• **Goal of the exercise**
Since only the text is wanted, print every entry below exactly and omit the images.

• **Material supplied**
· · ·

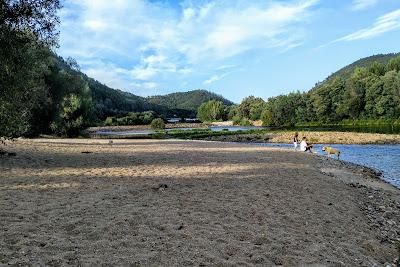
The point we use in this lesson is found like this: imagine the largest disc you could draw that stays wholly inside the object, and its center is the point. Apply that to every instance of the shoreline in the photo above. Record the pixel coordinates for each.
(140, 201)
(314, 137)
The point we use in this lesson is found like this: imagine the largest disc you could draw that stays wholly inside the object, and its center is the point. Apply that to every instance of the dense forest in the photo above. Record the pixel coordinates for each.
(367, 90)
(43, 93)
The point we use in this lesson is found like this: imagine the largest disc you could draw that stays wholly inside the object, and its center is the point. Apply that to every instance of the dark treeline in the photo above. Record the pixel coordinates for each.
(40, 93)
(369, 93)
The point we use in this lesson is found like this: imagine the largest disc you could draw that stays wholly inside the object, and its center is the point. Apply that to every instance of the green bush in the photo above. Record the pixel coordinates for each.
(158, 124)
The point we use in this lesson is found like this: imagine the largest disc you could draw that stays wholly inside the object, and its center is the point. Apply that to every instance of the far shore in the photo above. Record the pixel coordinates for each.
(264, 136)
(190, 203)
(315, 137)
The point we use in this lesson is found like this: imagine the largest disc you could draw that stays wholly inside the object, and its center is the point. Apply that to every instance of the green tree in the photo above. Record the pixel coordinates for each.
(251, 108)
(394, 64)
(211, 111)
(27, 28)
(158, 124)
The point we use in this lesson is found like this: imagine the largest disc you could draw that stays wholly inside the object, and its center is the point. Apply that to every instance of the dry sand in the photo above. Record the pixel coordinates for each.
(183, 203)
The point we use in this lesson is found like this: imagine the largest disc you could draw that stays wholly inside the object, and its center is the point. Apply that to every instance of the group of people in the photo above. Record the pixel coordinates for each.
(304, 144)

· · ·

• **Result for this task**
The point we use in this lesson is found like this: imagine the largest disc you could draw that stays wholly inside the object, and its center is the point. Apply that to every instance of the shoreline in the photo above. Record the pixel coordinates for each.
(140, 201)
(314, 137)
The point we use in this lesson is found like this: imagine the largest disc you could draw that stays wholly inside the object, and its center is the point. Apply that to every instance of the dense forest in the photo above. Record the pixel coordinates for each.
(367, 90)
(43, 93)
The point we use in this lesson is found like this: imagine the largest disc you could draw that stays wholly inside the object, and its center is the point. Apply that to every instance of the dark treeline in the photo above. Record the pixel coordinates for each.
(40, 93)
(369, 93)
The point we use in this lesson is found like this: imagine the largest disc you could draw that stays wholly inside the object, and its center is the point. Apply that to every instance of the green bush in the photo above. Record the pixel coordinates for each.
(158, 124)
The point we use in this lesson is found like this: imagine the largest disc you could draw that stays wholly inside the object, and its center is the point. Apply that to every instance of the far shore in the photo above. Record the pixel coordinates for each.
(264, 136)
(190, 203)
(315, 137)
The point we use in this lesson is found like this: imagine the largest disc you could draw that stays wholly inside the object, and its center is the point. Apply that to every instance of the green tree in the photo above. Record the pixel coordinates for each.
(251, 108)
(394, 64)
(211, 111)
(27, 28)
(158, 124)
The point we use in this lesson is found like this: imagine the largest disc you could draw that stays wholly inside the object, and its center is the point. Apply that to every instance of the dry sand in the photo above. Record the pixel coordinates for each.
(183, 203)
The point we use in this lesson is found like this: imagine the largest disc you could draw that stays wholly inside the object, and its center is the point. Apply that to every instance of the group of people in the photo above. Record the pixel coordinates for each.
(304, 144)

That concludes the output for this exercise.